State the count of lines in the material below that contain the string "instance". Output only the number.

--- start MATERIAL FOR THE TASK ---

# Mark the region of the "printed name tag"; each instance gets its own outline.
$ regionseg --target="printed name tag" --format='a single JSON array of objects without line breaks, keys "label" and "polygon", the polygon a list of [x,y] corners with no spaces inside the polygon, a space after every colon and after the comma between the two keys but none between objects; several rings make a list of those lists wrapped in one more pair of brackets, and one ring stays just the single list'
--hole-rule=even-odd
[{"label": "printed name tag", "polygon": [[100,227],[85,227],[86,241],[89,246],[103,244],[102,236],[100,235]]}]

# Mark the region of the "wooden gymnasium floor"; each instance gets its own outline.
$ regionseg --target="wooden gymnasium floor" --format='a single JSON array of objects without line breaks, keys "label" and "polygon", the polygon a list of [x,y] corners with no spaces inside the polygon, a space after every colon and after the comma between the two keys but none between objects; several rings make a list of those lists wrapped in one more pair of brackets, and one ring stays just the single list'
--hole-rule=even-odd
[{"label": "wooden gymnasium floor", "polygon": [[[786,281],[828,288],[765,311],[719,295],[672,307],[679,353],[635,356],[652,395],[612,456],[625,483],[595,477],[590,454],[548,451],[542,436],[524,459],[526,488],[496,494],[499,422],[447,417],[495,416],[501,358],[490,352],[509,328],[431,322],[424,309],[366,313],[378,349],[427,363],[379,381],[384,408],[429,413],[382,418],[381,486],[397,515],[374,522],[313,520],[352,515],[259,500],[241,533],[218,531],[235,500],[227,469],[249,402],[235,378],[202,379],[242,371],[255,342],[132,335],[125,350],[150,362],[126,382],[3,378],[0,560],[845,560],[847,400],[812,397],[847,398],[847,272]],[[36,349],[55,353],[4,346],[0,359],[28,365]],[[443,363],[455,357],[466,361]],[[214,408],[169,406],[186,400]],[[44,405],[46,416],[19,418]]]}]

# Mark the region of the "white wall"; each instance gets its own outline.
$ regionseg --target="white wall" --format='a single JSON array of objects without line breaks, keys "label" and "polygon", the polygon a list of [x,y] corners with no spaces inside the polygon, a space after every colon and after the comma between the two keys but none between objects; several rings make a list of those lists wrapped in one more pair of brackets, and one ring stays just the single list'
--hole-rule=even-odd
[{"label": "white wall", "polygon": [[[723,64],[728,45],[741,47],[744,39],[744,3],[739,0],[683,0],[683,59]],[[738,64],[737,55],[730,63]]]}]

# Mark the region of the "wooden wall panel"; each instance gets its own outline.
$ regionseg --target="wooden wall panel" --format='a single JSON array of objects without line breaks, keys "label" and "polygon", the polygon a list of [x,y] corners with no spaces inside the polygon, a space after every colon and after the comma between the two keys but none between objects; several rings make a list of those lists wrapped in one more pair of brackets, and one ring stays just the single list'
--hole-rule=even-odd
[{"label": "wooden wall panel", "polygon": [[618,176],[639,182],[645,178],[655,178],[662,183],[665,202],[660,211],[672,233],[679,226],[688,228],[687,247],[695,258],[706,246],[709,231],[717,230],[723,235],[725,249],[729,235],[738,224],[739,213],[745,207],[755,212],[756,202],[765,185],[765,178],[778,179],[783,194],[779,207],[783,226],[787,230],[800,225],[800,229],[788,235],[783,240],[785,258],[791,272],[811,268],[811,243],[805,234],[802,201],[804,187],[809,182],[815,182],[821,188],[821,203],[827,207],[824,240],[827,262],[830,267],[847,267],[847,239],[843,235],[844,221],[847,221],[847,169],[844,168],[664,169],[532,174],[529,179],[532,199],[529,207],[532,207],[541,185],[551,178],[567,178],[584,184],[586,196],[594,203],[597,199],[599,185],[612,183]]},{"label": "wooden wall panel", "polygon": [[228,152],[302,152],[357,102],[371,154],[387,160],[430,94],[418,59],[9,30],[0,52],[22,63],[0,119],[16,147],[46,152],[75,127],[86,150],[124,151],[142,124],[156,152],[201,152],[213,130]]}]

--- end MATERIAL FOR THE TASK ---

▶ **OUTPUT**:
4